__RECORDS FOR THIS TASK__
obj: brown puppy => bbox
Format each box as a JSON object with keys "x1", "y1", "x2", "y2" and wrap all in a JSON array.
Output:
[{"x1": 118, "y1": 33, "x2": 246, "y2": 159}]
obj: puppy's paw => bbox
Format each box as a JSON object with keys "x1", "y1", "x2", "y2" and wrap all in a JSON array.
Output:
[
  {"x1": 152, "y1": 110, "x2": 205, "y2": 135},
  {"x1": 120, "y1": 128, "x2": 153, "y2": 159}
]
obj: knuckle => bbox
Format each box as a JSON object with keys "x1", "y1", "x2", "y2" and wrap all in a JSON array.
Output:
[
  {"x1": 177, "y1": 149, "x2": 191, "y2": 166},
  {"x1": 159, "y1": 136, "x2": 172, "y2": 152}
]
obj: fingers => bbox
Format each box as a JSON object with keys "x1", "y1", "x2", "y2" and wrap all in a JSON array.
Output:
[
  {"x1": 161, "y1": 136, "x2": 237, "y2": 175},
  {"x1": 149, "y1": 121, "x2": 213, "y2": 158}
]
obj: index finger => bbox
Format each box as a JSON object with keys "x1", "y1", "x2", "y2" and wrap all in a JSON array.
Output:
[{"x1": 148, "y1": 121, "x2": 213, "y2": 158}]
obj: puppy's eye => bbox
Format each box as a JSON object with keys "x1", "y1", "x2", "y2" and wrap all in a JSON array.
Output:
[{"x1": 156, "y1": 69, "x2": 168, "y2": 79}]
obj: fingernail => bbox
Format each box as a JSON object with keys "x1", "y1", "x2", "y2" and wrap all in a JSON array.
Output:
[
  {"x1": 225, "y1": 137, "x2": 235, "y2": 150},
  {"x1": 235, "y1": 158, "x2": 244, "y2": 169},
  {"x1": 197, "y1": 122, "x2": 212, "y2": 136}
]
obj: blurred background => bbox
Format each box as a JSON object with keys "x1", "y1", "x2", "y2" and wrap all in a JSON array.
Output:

__SHORT EXERCISE__
Lay out every line of the records above as a numbered list, omitting any blank lines.

__COMPLETE RESPONSE__
1. obj: brown puppy => bbox
2. Format each box as a JSON object with keys "x1", "y1", "x2", "y2" and wrap all in a JSON array.
3. Output:
4. [{"x1": 118, "y1": 33, "x2": 246, "y2": 159}]
5. obj: puppy's paw => bbox
6. Format each box as a JSON object with keys "x1", "y1", "x2", "y2" and wrap all in a JSON array.
7. Output:
8. [
9.   {"x1": 152, "y1": 110, "x2": 205, "y2": 135},
10.   {"x1": 120, "y1": 128, "x2": 153, "y2": 159}
11. ]
12. obj: knuckle => bbox
13. Format each box as a JSON object with keys "x1", "y1", "x2", "y2" and wrap all in a JSON array.
14. Output:
15. [
16.   {"x1": 177, "y1": 149, "x2": 191, "y2": 166},
17.   {"x1": 159, "y1": 136, "x2": 172, "y2": 152}
18. ]
19. obj: fingers => bbox
20. Format each box as a JSON object with keys "x1", "y1", "x2", "y2" and wrap all in a JSON array.
21. Output:
22. [
23.   {"x1": 161, "y1": 136, "x2": 237, "y2": 175},
24.   {"x1": 149, "y1": 121, "x2": 213, "y2": 158}
25. ]
26. obj: index finger => bbox
27. Format each box as a JSON object with keys "x1", "y1", "x2", "y2" and wrap all in a JSON array.
28. Output:
29. [{"x1": 148, "y1": 121, "x2": 213, "y2": 158}]
30. obj: puppy's eye => bbox
31. Format each box as a JSON object with keys "x1", "y1", "x2", "y2" and wrap all in a JSON array.
32. Output:
33. [{"x1": 156, "y1": 69, "x2": 168, "y2": 79}]
34. obj: fingernail => bbox
35. Format each box as a JSON object with keys "x1", "y1", "x2", "y2" and wrap all in a JSON array.
36. Output:
37. [
38.   {"x1": 225, "y1": 137, "x2": 235, "y2": 150},
39.   {"x1": 235, "y1": 158, "x2": 244, "y2": 169},
40.   {"x1": 197, "y1": 122, "x2": 212, "y2": 136}
41. ]
42. obj: blurred background => bbox
43. Format each box as a JSON object with keys "x1", "y1", "x2", "y2" and wrap all in a JSON array.
44. Output:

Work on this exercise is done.